— BEGIN Text passage —
Here are the possible behaviors of the app:

  1. If the subject parameter is available in the request and its value is encode, then the purpose of the request is to encode an image. As a result, the request is forwarded to another function named upload_encode_image() that is responsible for encoding the image.
  2. If the value in the subject parameter is decode, then it asks for decoding an image and the request is forwarded to the decode_img() function.
  3. If the subject parameter is not available at all, then this means the request does not ask for encoding nor decoding an image and thus an HTML page named main.html is loaded.

At this moment, the upload_encode_img() and decode_img() functions do nothing except for returning some text.

In Flask, it is preferred to add the HTML files in a folder named static in the main app directory. By doing that, the Flask app could locate such files easily and avoid statically typing the URL of such files. For example, if you want to get the URL for a file named main.html, then just issue this command:

flask.url_for("static", filename="main.html")

After getting the URL for a page, you can ask the server to be redirected to this page using the flask.redirect() function as follows:

flask.redirect(flask.url_for("static", filename="main.html"))

The next section discusses the implementation of the main.html page.

App Main Interface

If the user visited the main page of the server, http://192.168.43.177:5000/, then an HTML page is displayed to ask whether the user wants to encode or decode an image. The implementation of this page is given in the following code. Its body has 2 <a> elements: one referring to the encode.html page for encoding an image, and another for the decode.html page for decoding an image.

<html>

<head>
<title>Vartiational Autoencoder for MNIST Dataset</title>
</head>

<body>
<h1><a href="http://192.168.43.177:5000/static/encode.html">Encode</a></h1>
<h1><a href="http://192.168.43.177:5000/static/decode.html">Decode</a></h1>
</body>

</html>

The next figure shows how the main.html looks after visiting the root directory of the server.

The next section discusses the implementation of the encode.html page.

HTML Page for Encoding an Image

The implementation of the encode.html page is listed below. The page just has a form that is submitted to the server at this address: http://192.168.43.177:5000?subject=encode. Note that the subject parameter is available and set to encode to inform the server that it is a request about encoding an image.

<html>

<head>
<title>Vartiational Autoencoder</title>
</head>

<body>
<form action="http://192.168.43.177:5000?subject=encode" method="post" enctype="multipart/form-data">
<input type="file" name="imageToUpload">
<input type="submit" value="Select an Image from the MNIST Dataset" />
</form>

</body>

</html>

The form has just 2 elements:

  1. An input of type file allowing the user to select an image to be uploaded. This element is named imageToUpload, which will be used at the server to get the selected file.
  2. An input of type submit which is a button that the user clicks to submit the form to the server.

That's everything about the encode.html page. The next figure shows how it looks.
— END Text passage —
— BEGIN Data for this task —
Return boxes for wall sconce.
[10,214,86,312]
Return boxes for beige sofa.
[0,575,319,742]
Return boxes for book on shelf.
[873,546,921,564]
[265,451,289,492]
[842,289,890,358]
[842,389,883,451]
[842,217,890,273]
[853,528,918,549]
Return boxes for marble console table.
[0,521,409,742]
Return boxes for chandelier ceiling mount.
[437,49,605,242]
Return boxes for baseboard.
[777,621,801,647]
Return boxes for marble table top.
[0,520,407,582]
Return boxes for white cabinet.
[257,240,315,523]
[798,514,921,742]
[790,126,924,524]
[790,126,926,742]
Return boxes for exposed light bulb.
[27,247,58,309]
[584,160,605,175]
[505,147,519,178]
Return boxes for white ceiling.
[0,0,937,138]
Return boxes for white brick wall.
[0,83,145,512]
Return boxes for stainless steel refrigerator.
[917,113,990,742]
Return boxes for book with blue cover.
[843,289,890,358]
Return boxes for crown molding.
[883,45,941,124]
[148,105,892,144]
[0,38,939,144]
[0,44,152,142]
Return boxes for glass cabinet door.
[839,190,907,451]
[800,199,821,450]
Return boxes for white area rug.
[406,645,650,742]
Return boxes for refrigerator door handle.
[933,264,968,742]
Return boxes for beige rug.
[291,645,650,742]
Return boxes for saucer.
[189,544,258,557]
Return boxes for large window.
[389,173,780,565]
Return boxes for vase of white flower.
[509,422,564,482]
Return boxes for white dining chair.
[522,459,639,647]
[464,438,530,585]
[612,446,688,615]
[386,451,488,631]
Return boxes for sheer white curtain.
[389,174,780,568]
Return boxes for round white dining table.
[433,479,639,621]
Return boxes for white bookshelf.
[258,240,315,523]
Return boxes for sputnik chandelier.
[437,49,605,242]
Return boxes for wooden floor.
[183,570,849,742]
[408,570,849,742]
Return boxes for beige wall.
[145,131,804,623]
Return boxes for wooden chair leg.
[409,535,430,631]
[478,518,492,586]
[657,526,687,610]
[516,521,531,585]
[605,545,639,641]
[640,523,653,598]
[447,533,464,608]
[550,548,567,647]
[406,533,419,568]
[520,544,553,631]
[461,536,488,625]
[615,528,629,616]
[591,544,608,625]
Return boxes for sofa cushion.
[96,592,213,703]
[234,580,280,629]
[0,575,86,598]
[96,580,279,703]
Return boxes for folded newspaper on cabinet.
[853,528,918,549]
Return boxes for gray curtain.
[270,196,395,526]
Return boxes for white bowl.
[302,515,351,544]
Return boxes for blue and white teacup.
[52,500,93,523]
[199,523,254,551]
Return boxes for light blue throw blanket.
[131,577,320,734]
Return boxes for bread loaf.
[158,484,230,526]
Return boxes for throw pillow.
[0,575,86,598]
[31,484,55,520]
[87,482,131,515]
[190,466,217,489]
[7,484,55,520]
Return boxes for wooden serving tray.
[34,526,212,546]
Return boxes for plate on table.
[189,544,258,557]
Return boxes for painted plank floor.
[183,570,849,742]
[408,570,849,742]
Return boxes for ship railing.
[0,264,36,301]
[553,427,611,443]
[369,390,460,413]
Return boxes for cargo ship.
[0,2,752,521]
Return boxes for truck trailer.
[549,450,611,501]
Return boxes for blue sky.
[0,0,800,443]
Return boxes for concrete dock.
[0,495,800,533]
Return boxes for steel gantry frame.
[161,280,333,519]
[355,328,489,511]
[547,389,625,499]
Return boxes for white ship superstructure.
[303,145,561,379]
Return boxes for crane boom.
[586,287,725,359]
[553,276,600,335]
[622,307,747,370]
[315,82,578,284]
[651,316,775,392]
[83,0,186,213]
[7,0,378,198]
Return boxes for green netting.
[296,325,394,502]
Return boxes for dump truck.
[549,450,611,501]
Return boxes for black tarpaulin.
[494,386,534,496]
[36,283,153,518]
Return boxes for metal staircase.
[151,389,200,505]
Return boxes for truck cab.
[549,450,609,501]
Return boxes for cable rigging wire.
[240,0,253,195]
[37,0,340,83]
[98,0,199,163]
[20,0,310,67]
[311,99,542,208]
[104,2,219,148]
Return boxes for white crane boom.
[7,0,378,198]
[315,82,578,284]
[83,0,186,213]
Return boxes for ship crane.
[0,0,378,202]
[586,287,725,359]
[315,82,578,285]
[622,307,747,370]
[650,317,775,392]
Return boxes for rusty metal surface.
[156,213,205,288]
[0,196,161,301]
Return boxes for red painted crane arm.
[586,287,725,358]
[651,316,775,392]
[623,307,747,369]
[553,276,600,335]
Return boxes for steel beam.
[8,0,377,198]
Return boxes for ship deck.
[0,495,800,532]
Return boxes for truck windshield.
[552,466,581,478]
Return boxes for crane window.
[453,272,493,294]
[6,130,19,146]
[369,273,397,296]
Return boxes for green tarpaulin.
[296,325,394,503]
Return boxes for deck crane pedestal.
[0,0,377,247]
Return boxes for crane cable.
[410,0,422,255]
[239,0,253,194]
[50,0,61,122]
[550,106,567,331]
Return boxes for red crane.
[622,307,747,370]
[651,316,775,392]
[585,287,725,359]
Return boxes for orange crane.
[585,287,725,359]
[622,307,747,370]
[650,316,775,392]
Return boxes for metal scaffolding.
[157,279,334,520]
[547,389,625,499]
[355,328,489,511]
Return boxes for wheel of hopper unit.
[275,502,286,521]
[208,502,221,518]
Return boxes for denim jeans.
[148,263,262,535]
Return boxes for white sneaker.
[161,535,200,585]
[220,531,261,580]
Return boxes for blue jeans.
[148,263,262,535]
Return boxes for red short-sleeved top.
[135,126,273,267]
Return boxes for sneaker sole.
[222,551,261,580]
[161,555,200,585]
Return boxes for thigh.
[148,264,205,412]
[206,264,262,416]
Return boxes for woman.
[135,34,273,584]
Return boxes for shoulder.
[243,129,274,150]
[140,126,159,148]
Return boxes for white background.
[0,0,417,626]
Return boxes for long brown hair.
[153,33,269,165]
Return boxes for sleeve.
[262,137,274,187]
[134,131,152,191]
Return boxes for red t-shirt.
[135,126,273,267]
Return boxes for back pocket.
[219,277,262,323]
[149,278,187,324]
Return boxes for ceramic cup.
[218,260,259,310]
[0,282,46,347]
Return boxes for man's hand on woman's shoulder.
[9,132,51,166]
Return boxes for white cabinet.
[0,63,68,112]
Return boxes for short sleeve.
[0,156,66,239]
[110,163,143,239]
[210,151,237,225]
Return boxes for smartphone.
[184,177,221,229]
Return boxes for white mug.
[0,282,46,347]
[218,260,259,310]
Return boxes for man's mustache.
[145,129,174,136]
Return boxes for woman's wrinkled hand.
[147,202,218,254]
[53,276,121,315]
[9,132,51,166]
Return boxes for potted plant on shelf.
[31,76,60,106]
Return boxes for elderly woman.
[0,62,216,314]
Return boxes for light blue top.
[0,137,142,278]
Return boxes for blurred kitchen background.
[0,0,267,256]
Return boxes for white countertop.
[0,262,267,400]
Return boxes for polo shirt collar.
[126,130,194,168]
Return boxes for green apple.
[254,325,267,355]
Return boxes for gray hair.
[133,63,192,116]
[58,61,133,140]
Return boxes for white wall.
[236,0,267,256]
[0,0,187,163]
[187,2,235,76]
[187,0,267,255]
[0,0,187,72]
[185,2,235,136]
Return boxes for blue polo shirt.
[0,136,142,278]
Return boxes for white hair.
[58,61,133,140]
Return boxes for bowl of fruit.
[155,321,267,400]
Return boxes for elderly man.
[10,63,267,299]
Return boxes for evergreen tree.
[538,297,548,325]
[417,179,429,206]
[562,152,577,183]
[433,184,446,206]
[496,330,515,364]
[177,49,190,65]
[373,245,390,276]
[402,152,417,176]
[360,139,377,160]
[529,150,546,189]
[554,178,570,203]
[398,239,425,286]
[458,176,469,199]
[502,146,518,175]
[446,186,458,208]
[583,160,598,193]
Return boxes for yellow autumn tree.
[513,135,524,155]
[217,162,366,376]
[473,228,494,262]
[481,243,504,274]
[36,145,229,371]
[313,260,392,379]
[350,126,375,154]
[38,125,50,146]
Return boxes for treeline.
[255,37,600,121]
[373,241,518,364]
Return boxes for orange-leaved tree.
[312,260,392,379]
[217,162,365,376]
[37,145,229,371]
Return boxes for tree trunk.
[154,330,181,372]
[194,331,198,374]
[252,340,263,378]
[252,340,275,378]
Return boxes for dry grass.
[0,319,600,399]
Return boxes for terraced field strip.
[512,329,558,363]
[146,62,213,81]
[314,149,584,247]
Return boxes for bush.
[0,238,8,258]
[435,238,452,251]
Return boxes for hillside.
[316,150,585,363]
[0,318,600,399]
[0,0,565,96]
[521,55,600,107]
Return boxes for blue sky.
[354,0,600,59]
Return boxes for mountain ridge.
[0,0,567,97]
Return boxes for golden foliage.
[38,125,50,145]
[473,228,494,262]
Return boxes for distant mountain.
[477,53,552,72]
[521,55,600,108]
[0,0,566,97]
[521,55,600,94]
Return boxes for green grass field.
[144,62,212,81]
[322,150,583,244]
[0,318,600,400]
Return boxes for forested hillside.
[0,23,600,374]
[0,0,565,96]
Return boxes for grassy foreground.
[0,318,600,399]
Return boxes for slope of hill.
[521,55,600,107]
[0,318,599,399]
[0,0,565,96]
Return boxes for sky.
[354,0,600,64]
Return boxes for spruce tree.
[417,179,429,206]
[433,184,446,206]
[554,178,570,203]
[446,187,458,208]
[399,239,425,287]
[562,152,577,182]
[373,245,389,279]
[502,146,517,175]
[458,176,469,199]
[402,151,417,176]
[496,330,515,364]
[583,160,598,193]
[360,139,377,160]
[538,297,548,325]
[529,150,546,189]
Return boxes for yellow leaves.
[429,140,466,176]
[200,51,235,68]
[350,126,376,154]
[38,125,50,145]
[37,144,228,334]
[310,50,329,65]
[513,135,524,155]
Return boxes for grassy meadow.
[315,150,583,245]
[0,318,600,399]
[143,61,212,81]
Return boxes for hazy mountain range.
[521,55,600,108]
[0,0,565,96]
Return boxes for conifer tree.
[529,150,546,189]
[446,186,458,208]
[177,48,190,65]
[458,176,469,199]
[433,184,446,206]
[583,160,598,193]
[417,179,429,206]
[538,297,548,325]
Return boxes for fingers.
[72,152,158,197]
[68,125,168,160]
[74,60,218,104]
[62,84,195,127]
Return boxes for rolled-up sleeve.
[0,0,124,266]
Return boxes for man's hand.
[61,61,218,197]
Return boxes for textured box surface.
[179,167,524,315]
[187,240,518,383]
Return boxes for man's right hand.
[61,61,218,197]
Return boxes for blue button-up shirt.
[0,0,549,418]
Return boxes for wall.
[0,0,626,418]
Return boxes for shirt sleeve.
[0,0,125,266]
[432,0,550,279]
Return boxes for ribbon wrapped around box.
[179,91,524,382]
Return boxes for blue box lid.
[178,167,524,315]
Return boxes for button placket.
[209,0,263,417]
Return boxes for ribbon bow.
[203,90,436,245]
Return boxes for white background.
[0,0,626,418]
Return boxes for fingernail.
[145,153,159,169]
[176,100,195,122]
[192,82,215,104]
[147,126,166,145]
— END Data for this task —
**Tasks and exercises:**
a) According to the Flask tutorial, what name does the encode form give its file input?
b) In the records, take everything from the line containing "Return boxes for beige wall." down to the line containing "[369,390,460,413]", and swap every "wooden" for "oak". Give back only those lines, with nothing else changed.

**Task answers:**
a) imageToUpload

b)
Return boxes for beige wall.
[145,131,804,623]
Return boxes for oak chair leg.
[409,535,430,631]
[478,518,492,586]
[657,526,687,610]
[516,521,531,585]
[605,545,639,641]
[640,523,653,598]
[447,533,464,608]
[550,548,567,647]
[406,533,419,568]
[520,544,553,631]
[461,536,488,625]
[615,528,629,616]
[591,544,608,625]
Return boxes for sofa cushion.
[96,592,213,703]
[234,580,280,629]
[0,575,86,598]
[96,580,279,703]
Return boxes for folded newspaper on cabinet.
[853,528,918,549]
Return boxes for gray curtain.
[270,196,395,526]
Return boxes for white bowl.
[302,515,351,544]
Return boxes for blue and white teacup.
[52,500,93,523]
[199,523,254,551]
Return boxes for light blue throw blanket.
[131,577,320,734]
Return boxes for bread loaf.
[158,484,230,526]
Return boxes for throw pillow.
[0,575,86,598]
[31,484,55,520]
[87,482,131,515]
[190,466,217,489]
[7,484,55,520]
Return boxes for oak serving tray.
[34,526,212,546]
Return boxes for plate on table.
[189,544,258,557]
Return boxes for painted plank floor.
[183,570,849,742]
[408,570,849,742]
Return boxes for ship railing.
[0,264,36,301]
[553,427,611,443]
[369,390,460,413]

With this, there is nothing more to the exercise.